TEXT PROVIDED –
=== Section Start ===
Bulk and single-cell transcriptomic brain data identify overlapping processes and cell-types with human AUD and mammalian models of alcohol use

Why this research matters to everyday life

Alcohol use disorder is not just about willpower; it reflects deep changes in the brain. Yet most of what we know about these changes comes either from people with long histories of heavy drinking or from laboratory animals. This study asks a crucial question with real-world impact: do the brain changes seen in animal models of heavy and binge drinking actually resemble those in humans with alcohol use disorder? By comparing brains across species at the level of gene activity and cell types, the researchers aim to identify shared biological weak spots that might one day guide better treatments.

Looking inside brains across species

To explore this, the team analyzed brain tissue from humans who had alcohol use disorder, alongside data from monkeys and mice exposed to different drinking patterns. They focused on three brain areas deeply involved in motivation, reward, and stress: the prefrontal cortex, which supports decision-making and self-control; the nucleus accumbens, a key reward hub; and the central amygdala, which helps process fear and negative feelings. In each species, they measured which genes were turned up or down and estimated the mix of cell types present, allowing a detailed comparison of brain biology across humans and laboratory models.

Finding shared brain signatures of heavy drinking

The researchers discovered that patterns of gene activity in human alcohol use disorder significantly tracked with those from animal models, but the strength of the match depended on species, brain region, and how alcohol was given. Overall, monkeys showed the closest resemblance to humans, especially in models where the animals could voluntarily drink large amounts of alcohol, including binge-like drinking. Certain monkey binge-drinking patterns produced brain signatures that were roughly 40% as similar to human alcohol use disorder as two independent human datasets were to each other. Mouse models of binge drinking also showed notable overlap, while some chronic exposure models, particularly those relying on forced alcohol vapor, sometimes showed opposite patterns in specific brain regions such as the prefrontal cortex.
=== Section End ===
Stored dataset items
=== Section Start ===
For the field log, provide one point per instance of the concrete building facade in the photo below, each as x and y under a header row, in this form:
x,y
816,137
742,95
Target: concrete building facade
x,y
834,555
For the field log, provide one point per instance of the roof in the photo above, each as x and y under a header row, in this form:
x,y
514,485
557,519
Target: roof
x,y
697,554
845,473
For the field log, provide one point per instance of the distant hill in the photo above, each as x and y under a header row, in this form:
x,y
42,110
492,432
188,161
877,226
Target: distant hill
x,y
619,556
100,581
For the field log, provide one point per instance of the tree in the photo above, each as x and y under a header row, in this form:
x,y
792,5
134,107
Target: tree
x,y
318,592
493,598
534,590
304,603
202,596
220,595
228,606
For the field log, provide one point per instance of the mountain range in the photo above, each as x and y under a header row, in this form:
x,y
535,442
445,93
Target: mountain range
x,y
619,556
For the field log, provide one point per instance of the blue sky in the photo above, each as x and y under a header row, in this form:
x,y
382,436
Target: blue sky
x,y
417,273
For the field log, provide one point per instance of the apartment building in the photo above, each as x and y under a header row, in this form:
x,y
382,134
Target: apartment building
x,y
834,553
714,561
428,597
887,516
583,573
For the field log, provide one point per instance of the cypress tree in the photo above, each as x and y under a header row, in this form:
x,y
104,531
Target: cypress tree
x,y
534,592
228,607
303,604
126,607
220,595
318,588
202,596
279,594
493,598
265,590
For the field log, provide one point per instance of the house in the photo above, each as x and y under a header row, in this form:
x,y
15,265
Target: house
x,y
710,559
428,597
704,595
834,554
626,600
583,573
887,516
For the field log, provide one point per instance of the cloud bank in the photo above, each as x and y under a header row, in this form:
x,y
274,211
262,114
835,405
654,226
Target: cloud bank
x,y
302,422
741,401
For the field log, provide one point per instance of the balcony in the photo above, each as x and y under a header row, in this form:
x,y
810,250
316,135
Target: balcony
=== Section End ===
HOW TO COMPLETE THIS TASK –
Extend the article on brain gene activity in alcohol use disorder across humans, monkeys, and mice, picking up right after its last sentence.

REPLY –
Changes in key brain cells

Beyond genes, the study examined which brain cell types were more or less common in people with alcohol use disorder and in heavy-drinking animals. A consistent finding across species and brain regions was a drop in oligodendrocytes and their immature precursors—cells that build and maintain the insulating myelin sheaths that help nerve signals travel quickly and efficiently. In the human prefrontal cortex and nucleus accumbens, individuals with alcohol use disorder had fewer of these cells than people without the disorder, and similar decreases were seen in binge-drinking mice and alcohol-exposed monkeys. The team also observed signs that certain reward-related neurons in the nucleus accumbens, particularly those that respond to one form of dopamine signaling, tended to be reduced in humans and heavy-drinking mice, hinting at a common disturbance in circuits that govern motivation and control.

Networks that link biology to behavior

Gene activity does not change in isolation, so the researchers grouped genes into “networks” that tend to rise and fall together. They then asked which of these networks were preserved across humans, monkeys, and mice and were tied to alcohol use. They identified several such shared networks in all three brain regions. These clusters of genes were strongly tied to processes like immune signaling in the brain, myelin formation, and the ability of synapses to strengthen or weaken with experience. When the team looked at large genetic studies in humans, they found that variants near these network genes together explained about one-fifth of the inherited risk for drinking amounts and problematic alcohol use—far more than would be expected by chance, and not seen for unrelated traits such as wearing glasses. Many “hub” genes sitting at the center of these networks were also linked, in humans or mice, to traits like impulsivity, motivation, and the tendency to use alcohol or other drugs.

What this means for understanding addiction

For non-specialists, the takeaway is that long-term and binge drinking leave a partly shared biological footprint in the brains of people, monkeys, and mice. This footprint includes damage or loss of myelin-forming cells, shifts in reward-related neurons, and coordinated changes in gene networks that handle inflammation and brain wiring. While the details vary by species and drinking pattern, and the data have limits in sample size and diversity, the cross-species similarities lend confidence that certain animal models do capture key aspects of human alcohol use disorder. Mapping these conserved brain changes brings scientists closer to understanding why some people are more vulnerable to problem drinking and may help focus future prevention and treatment efforts on the most biologically relevant pathways.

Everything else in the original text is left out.